* [Exercise description] Arrange every line of the listing below as a numbered list, leaving out any blank lines.

Dataset listing of object locations

----

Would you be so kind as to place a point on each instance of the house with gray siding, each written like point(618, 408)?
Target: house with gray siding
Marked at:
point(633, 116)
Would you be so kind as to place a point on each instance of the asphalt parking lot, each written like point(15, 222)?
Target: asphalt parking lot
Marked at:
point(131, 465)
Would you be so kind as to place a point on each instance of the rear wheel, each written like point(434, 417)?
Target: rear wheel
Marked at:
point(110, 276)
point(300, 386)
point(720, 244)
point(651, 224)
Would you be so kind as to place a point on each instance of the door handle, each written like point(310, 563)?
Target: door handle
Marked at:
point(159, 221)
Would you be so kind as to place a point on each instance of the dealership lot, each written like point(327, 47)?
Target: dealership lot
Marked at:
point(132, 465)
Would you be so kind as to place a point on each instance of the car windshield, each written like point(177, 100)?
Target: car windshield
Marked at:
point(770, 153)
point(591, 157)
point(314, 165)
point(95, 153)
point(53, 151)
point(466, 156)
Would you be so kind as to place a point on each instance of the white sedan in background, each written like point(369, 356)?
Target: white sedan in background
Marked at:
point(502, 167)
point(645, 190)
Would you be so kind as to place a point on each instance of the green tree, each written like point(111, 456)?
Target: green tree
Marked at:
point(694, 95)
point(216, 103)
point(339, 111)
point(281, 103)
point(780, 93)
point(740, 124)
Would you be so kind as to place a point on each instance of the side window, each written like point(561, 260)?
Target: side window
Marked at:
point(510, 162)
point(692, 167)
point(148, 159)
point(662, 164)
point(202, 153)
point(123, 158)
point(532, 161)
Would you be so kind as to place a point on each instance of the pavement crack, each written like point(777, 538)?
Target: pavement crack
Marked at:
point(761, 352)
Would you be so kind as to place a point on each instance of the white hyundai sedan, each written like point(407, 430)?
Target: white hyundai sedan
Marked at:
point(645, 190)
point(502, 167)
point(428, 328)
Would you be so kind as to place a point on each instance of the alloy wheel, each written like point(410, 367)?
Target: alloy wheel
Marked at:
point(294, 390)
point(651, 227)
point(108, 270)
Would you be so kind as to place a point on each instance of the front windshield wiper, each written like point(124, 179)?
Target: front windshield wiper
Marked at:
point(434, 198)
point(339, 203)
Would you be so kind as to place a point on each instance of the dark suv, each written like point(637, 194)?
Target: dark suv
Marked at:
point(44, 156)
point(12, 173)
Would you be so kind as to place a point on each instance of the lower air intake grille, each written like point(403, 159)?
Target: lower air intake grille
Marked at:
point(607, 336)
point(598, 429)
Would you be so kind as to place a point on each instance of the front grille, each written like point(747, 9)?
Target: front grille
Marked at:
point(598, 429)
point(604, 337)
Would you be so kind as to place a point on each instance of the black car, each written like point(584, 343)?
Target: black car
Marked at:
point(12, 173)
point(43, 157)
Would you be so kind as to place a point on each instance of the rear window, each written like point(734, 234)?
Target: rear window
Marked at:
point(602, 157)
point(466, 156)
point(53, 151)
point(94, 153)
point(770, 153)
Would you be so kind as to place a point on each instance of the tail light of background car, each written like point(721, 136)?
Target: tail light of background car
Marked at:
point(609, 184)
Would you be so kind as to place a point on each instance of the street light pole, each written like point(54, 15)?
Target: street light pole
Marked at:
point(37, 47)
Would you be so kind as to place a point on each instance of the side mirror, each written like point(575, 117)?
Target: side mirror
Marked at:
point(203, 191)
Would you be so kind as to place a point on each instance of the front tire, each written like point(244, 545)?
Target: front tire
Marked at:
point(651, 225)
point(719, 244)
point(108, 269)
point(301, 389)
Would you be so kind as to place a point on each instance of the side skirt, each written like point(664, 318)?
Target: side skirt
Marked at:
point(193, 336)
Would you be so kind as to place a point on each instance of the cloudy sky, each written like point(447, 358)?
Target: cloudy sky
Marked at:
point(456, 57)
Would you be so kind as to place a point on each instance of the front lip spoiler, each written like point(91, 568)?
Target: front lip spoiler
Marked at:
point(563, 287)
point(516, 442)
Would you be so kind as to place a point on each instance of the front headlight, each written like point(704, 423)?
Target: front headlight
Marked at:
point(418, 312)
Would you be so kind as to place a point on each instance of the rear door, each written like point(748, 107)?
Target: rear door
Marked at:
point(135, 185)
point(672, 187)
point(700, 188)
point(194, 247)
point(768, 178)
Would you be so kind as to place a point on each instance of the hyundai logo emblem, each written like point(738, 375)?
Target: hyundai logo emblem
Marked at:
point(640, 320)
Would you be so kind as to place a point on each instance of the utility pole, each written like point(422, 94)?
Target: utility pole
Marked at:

----

* [Result of this exercise]
1. Would you be so kind as to place a point on each instance of the house with gray siding, each written like point(618, 408)?
2. Target: house with gray siding
3. Marked at:
4. point(633, 116)
5. Would you be so kind as to place a point on each instance of the asphalt parking lot, each written like point(15, 222)?
6. Target: asphalt parking lot
7. Marked at:
8. point(131, 465)
9. Would you be so kind as to place a point on each instance of the rear wheel, each written like point(434, 417)?
10. Target: rear wheel
11. Marked at:
12. point(110, 276)
13. point(300, 386)
14. point(720, 244)
15. point(651, 224)
16. Would you be so kind as to place a point on each instance of the door handle, each written like point(310, 563)?
17. Target: door handle
18. Marked at:
19. point(159, 221)
20. Would you be so kind as to place a point on each instance of the dealership lot, each written like point(327, 47)?
21. Target: dealership lot
22. Marked at:
23. point(132, 465)
24. Would you be so kind as to place a point on each instance of the car windshield, each written like point(177, 100)?
25. Target: car windshield
26. Marked at:
27. point(770, 153)
28. point(591, 157)
29. point(314, 165)
30. point(95, 153)
31. point(53, 151)
32. point(466, 156)
33. Would you be so kind as to place a point on each instance of the white sedan in background, each written like point(369, 356)?
34. Target: white sedan in background
35. Marked at:
36. point(502, 167)
37. point(645, 190)
38. Would you be so kind as to place a point on each instance of the green tree, each written like point(111, 456)?
39. Target: green tree
40. Marked at:
41. point(694, 95)
42. point(216, 103)
43. point(339, 111)
44. point(281, 103)
45. point(780, 93)
46. point(740, 124)
47. Would you be so kind as to place a point on each instance of the side window, each written like point(561, 260)?
48. Target: side window
49. Marked at:
50. point(510, 162)
51. point(692, 167)
52. point(148, 159)
53. point(662, 164)
54. point(202, 153)
55. point(123, 158)
56. point(532, 161)
57. Would you be so kind as to place a point on each instance of the pavement crack, each written like point(777, 538)?
58. Target: pavement crack
59. Marked at:
60. point(761, 352)
61. Would you be so kind as to place a point on each instance of the white hyundai sedan, each written like point(407, 430)?
62. Target: white hyundai sedan
63. Marked at:
64. point(645, 190)
65. point(502, 167)
66. point(428, 328)
67. Would you be so kind as to place a point on each instance of the alloy wheel, each written like point(410, 367)?
68. Target: alloy wheel
69. Marked at:
70. point(294, 390)
71. point(651, 227)
72. point(108, 270)
73. Would you be so kind as to place a point on each instance of the front windshield wiper, each written like point(124, 179)?
74. Target: front windshield wiper
75. Marked at:
76. point(434, 198)
77. point(339, 203)
78. Would you be so kind as to place a point on each instance of the dark suv, each written like point(637, 194)?
79. Target: dark suv
80. Marked at:
81. point(44, 156)
82. point(12, 173)
83. Would you be so kind as to place a point on each instance of the lower air intake grille, each written like point(403, 159)?
84. Target: lower air intake grille
85. Marked at:
86. point(607, 336)
87. point(598, 429)
88. Would you be so kind as to place a point on each instance of the front grille, each written like point(747, 9)?
89. Target: front grille
90. Marked at:
91. point(598, 429)
92. point(604, 337)
93. Would you be so kind as to place a point on each instance of the black car, each written like point(584, 343)?
94. Target: black car
95. Marked at:
96. point(12, 173)
97. point(43, 157)
98. Would you be so kind as to place a point on each instance of the rear window, each written like point(734, 234)?
99. Target: rear window
100. Marked at:
101. point(602, 157)
102. point(466, 156)
103. point(53, 151)
104. point(94, 153)
105. point(770, 153)
106. Would you be so kind as to place a point on each instance of the tail light of background car, each written like point(721, 136)?
107. Target: tail light of background car
108. Marked at:
109. point(609, 184)
110. Would you be so kind as to place a point on each instance of the street light pole, each written like point(54, 15)?
111. Target: street light pole
112. Marked at:
113. point(37, 47)
114. Would you be so kind as to place a point on each instance of the side mirror, each written like point(575, 117)?
115. Target: side mirror
116. Marked at:
117. point(203, 191)
118. Would you be so kind as to place a point on each instance of the front tire, each written like point(244, 545)?
119. Target: front tire
120. Marked at:
121. point(651, 225)
122. point(719, 244)
123. point(108, 269)
124. point(301, 389)
125. Would you be so kind as to place a point on each instance of the side skirt, each written like point(664, 318)?
126. Target: side skirt
127. Marked at:
128. point(193, 336)
129. Would you be so kind as to place a point on each instance of the cloudy sky, each written like point(447, 358)?
130. Target: cloudy sky
131. Marked at:
132. point(456, 57)
133. Would you be so kind as to place a point on each instance of the front lip spoiler, each written like point(91, 568)?
134. Target: front lip spoiler
135. Marked at:
136. point(563, 287)
137. point(516, 442)
138. Would you be so kind as to place a point on each instance of the front headlight, each written like point(704, 423)?
139. Target: front headlight
140. Marked at:
141. point(418, 312)
142. Would you be so kind as to place a point on each instance of the rear door, each written like point(748, 107)?
143. Target: rear door
144. Marked at:
145. point(135, 185)
146. point(672, 187)
147. point(700, 188)
148. point(194, 247)
149. point(768, 178)
150. Would you be so kind as to place a point on each instance of the hyundai logo emblem, each written like point(738, 375)?
151. Target: hyundai logo emblem
152. Marked at:
153. point(640, 320)
154. Would you be so kind as to place a point on each instance of the utility pole, each written like point(422, 94)?
155. Target: utility pole
156. Marked at:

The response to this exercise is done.